Raw data
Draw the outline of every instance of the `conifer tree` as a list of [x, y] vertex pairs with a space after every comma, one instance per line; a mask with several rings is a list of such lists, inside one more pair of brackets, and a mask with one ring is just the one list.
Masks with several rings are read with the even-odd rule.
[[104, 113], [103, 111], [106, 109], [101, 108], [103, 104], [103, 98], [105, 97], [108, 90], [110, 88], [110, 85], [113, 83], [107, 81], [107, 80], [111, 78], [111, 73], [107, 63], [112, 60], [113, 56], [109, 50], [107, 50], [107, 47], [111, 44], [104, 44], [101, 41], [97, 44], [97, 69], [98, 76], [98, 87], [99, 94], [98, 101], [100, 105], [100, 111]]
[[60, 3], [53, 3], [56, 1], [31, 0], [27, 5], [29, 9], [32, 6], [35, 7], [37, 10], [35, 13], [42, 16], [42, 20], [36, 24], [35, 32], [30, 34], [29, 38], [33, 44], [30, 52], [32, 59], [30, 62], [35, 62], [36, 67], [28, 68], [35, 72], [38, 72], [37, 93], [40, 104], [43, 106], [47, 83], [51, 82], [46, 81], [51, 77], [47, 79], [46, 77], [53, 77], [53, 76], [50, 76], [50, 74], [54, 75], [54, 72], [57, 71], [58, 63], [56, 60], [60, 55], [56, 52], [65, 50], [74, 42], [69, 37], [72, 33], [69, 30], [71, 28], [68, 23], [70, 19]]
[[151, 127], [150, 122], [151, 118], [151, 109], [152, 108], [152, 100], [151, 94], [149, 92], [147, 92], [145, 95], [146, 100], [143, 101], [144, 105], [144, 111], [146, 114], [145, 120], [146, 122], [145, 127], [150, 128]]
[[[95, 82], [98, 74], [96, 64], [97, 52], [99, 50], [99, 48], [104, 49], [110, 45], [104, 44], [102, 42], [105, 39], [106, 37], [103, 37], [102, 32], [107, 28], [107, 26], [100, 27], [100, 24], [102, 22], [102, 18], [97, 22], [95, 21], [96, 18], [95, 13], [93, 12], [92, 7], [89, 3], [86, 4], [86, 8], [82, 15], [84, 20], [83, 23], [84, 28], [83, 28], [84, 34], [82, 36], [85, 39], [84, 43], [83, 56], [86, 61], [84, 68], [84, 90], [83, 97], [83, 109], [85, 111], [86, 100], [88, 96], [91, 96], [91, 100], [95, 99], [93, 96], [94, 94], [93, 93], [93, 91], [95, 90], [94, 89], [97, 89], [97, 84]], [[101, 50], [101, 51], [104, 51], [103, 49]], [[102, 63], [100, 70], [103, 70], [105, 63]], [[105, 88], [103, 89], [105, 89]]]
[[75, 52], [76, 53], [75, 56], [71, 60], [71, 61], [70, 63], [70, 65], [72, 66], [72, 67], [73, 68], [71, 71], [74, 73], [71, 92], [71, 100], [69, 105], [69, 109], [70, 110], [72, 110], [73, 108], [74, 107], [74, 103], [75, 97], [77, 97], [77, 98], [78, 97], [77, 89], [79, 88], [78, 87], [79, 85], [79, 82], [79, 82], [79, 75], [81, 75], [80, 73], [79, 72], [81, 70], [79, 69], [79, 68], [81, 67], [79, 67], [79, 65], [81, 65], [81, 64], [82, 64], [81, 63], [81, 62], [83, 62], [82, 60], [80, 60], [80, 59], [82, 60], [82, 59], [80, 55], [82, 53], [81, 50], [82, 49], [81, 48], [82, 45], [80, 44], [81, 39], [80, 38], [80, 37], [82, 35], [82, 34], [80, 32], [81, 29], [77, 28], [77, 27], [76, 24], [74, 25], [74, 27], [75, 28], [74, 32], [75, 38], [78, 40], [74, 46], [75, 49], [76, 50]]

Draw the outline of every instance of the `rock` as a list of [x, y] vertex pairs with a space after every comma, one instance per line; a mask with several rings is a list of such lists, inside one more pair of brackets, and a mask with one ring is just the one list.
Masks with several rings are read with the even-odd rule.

What you need to do
Can you reproduce every line of the records above verbatim, with each character unchanged?

Answer to the task
Draw the outline of every instance of the `conifer tree` as a list of [x, y] vertex pairs with a space after every comma, one instance per line; a mask with several rings is a list of such lists, inside one more pair of brackets, and a mask with one ring is just the one list.
Masks with several rings are read with the even-odd rule.
[[104, 113], [103, 111], [106, 109], [101, 108], [103, 104], [103, 98], [105, 97], [108, 90], [110, 88], [110, 85], [113, 83], [107, 81], [107, 80], [111, 78], [111, 73], [107, 63], [112, 60], [113, 56], [109, 50], [107, 50], [107, 47], [111, 44], [104, 44], [101, 41], [97, 44], [97, 69], [98, 76], [98, 87], [99, 94], [98, 101], [100, 105], [100, 111]]
[[60, 3], [53, 3], [56, 1], [31, 0], [27, 5], [29, 9], [32, 6], [35, 7], [37, 10], [35, 13], [42, 16], [42, 20], [36, 24], [35, 32], [30, 34], [29, 38], [33, 44], [30, 52], [32, 59], [30, 62], [35, 62], [36, 67], [28, 68], [35, 72], [38, 72], [37, 93], [40, 104], [43, 106], [47, 83], [51, 82], [46, 81], [51, 77], [47, 79], [46, 77], [53, 77], [53, 76], [50, 76], [50, 74], [54, 75], [54, 72], [57, 71], [58, 63], [56, 60], [60, 55], [56, 52], [65, 50], [74, 42], [69, 37], [72, 33], [69, 30], [71, 28], [68, 23], [70, 19]]
[[151, 127], [150, 122], [151, 118], [151, 109], [152, 108], [152, 100], [151, 94], [149, 92], [147, 92], [145, 95], [146, 100], [143, 101], [144, 105], [144, 111], [146, 114], [145, 120], [146, 122], [145, 127], [150, 128]]
[[[95, 82], [98, 74], [96, 64], [97, 52], [99, 50], [99, 48], [104, 49], [110, 45], [104, 44], [102, 42], [105, 39], [106, 37], [103, 37], [102, 32], [107, 28], [107, 26], [100, 27], [100, 24], [102, 22], [102, 18], [97, 22], [95, 21], [96, 18], [95, 13], [93, 12], [92, 7], [89, 3], [86, 4], [86, 8], [82, 15], [84, 20], [83, 23], [84, 28], [83, 28], [84, 34], [82, 36], [85, 39], [84, 43], [83, 56], [86, 61], [84, 68], [84, 90], [83, 97], [83, 109], [85, 111], [86, 100], [88, 96], [91, 96], [91, 100], [95, 99], [93, 96], [94, 94], [93, 93], [93, 91], [95, 90], [94, 89], [97, 89], [97, 84]], [[101, 50], [101, 51], [104, 51], [103, 49]], [[102, 63], [100, 70], [103, 70], [105, 63]], [[105, 88], [103, 89], [105, 89]]]
[[75, 52], [76, 53], [75, 56], [71, 60], [71, 61], [70, 63], [70, 65], [72, 66], [72, 67], [73, 68], [71, 71], [74, 73], [71, 92], [71, 100], [69, 105], [69, 109], [70, 110], [72, 110], [73, 108], [74, 107], [74, 103], [75, 97], [77, 97], [77, 98], [78, 97], [77, 89], [79, 88], [78, 87], [79, 85], [79, 82], [79, 82], [79, 75], [81, 75], [80, 73], [79, 72], [81, 70], [79, 69], [79, 68], [81, 67], [79, 67], [79, 65], [81, 65], [81, 64], [82, 64], [81, 63], [81, 62], [83, 62], [82, 60], [80, 60], [80, 59], [82, 60], [82, 59], [80, 55], [82, 53], [81, 50], [82, 49], [81, 48], [82, 45], [80, 44], [81, 39], [80, 38], [80, 37], [82, 35], [82, 34], [80, 32], [81, 29], [77, 28], [77, 27], [76, 24], [74, 25], [74, 27], [75, 28], [74, 32], [75, 38], [78, 40], [74, 46], [75, 49], [76, 50]]

Draw the outline of every instance of the `rock` as a list of [x, y] vertex pairs with a space after every comma, one instance per line; a mask with several rings is a list of such lists, inside one more pair of brackets, and a mask with one ring is just the one list.
Masks with several rings are read with the even-odd rule.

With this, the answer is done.